Assignment: Below are some lines of data. Return all of them as they are.

[Data entries]

%%

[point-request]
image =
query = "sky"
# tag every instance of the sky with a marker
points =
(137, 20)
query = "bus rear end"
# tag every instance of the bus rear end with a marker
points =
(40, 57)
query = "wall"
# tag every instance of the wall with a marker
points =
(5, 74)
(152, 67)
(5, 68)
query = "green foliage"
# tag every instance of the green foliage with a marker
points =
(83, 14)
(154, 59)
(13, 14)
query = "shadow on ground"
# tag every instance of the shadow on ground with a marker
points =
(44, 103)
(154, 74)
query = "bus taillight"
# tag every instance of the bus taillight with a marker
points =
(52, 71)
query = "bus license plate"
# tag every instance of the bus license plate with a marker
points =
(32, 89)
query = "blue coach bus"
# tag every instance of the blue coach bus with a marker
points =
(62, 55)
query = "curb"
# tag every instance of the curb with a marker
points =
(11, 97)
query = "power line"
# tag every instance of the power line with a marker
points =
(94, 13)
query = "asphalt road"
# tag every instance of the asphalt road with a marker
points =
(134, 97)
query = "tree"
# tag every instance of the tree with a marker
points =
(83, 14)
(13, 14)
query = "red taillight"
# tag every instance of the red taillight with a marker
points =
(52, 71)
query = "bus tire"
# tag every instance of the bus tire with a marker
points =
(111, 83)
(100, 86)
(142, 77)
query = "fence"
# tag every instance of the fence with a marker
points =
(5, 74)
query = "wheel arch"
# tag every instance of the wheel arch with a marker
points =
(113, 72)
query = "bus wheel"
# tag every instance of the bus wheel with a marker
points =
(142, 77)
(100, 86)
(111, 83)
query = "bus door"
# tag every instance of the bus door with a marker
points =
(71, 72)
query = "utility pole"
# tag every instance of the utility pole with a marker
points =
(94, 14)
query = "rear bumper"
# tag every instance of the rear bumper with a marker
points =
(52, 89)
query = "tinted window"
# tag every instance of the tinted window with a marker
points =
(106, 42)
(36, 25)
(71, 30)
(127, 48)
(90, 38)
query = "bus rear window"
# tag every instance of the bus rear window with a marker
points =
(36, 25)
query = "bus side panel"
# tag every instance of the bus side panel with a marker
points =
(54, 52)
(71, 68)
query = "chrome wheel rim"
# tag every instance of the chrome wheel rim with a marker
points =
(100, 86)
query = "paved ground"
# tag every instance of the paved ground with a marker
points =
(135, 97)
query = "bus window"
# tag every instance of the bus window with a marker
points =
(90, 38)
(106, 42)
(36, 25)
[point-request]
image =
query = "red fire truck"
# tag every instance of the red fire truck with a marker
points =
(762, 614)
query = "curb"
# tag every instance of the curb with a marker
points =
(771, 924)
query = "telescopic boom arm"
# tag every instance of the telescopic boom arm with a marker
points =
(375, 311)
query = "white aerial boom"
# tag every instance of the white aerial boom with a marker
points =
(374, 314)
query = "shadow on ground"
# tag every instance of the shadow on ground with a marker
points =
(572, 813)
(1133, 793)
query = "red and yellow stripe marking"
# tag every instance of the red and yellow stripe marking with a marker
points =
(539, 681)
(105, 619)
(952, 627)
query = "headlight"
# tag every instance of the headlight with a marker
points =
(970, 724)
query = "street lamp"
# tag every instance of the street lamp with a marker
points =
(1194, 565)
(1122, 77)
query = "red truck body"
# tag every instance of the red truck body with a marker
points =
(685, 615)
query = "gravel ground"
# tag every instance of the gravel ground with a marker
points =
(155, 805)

%%

Task output:
[point-request]
image =
query = "sky"
# tag every instance of the sky with a marker
points =
(137, 20)
query = "bus rear end"
# tag every instance of the bus rear end with a marker
points =
(40, 57)
query = "wall"
# tag every instance of the wall with a marker
points =
(5, 74)
(152, 67)
(5, 68)
query = "green foliage"
# tag every instance of the green foliage with a marker
points =
(83, 14)
(154, 59)
(13, 14)
query = "shadow on ground"
# tag every instance of the shadow on ground with a marker
points =
(44, 103)
(154, 74)
query = "bus taillight"
# tag every instance of the bus taillight with a marker
points =
(52, 71)
query = "bus license plate"
# tag every instance of the bus license plate with a marker
points =
(32, 89)
query = "blue coach bus"
# tag every instance of the blue coach bus with a marker
points =
(62, 55)
query = "curb"
# tag every instance of the curb with a marker
points =
(11, 97)
query = "power line"
# tag every instance of the power line with a marker
points =
(94, 13)
query = "asphalt road"
# tag every instance of the asphalt road with a marker
points =
(134, 97)
query = "tree"
# tag every instance of the tree with a marker
points =
(83, 14)
(13, 14)
query = "red taillight"
# tag every instance of the red taillight with a marker
points =
(52, 71)
query = "bus tire"
# tag every instance of the bus tire with a marker
points =
(111, 83)
(100, 86)
(142, 77)
query = "fence"
# tag every instance of the fence with a marker
points =
(5, 74)
query = "wheel arch"
# tag every instance of the wheel arch with a marker
points =
(113, 72)
query = "bus wheel"
# tag every instance of the bus wheel with a marker
points =
(142, 77)
(100, 86)
(111, 83)
query = "bus door"
# tag every instance of the bus door with a marker
points =
(71, 72)
query = "utility pole"
# tag every instance of the utility pole with a marker
points =
(94, 14)
query = "rear bumper"
# tag every instance of the rear bumper with a marker
points =
(52, 89)
query = "tinted window"
# tag every instance of the tinted window with a marker
points =
(106, 42)
(36, 25)
(71, 30)
(127, 48)
(90, 38)
query = "bus rear window"
# tag every instance of the bus rear window with a marker
points =
(36, 25)
query = "bus side panel"
# tag every instance of the bus side panel with a marker
points =
(54, 52)
(71, 68)
query = "chrome wheel rim"
# tag every instance of the chrome wheel rim with a marker
points =
(100, 86)
query = "paved ground"
# tag every instance of the paved ground with a marker
points =
(135, 97)
query = "bus window"
# tag every instance of the bus window with a marker
points =
(90, 38)
(106, 42)
(36, 25)
[point-request]
image =
query = "red fire truck"
# tag every instance of the red fire truck with a marker
points =
(762, 614)
query = "curb"
# tag every instance of the curb with a marker
points =
(771, 924)
query = "telescopic boom arm"
# tag every instance of the telescopic boom arm with a marker
points =
(375, 311)
query = "white aerial boom"
# tag every instance of the white aerial boom with a marker
points =
(374, 314)
query = "shadow on ground"
# tag every instance of the shadow on ground with a marker
points =
(572, 813)
(1133, 793)
query = "red and yellow stripe marking"
# tag every instance of the red and yellow stripe marking with a marker
points =
(539, 681)
(105, 619)
(952, 627)
query = "headlight"
# tag every instance of the headlight with a marker
points =
(970, 724)
query = "street lamp"
# tag every instance of the street lamp with a marker
points =
(1194, 565)
(1122, 77)
query = "red truck body"
# tag every instance of the red truck body with a marker
points =
(685, 615)
query = "gravel ground"
# tag every instance of the gravel ground with a marker
points =
(155, 805)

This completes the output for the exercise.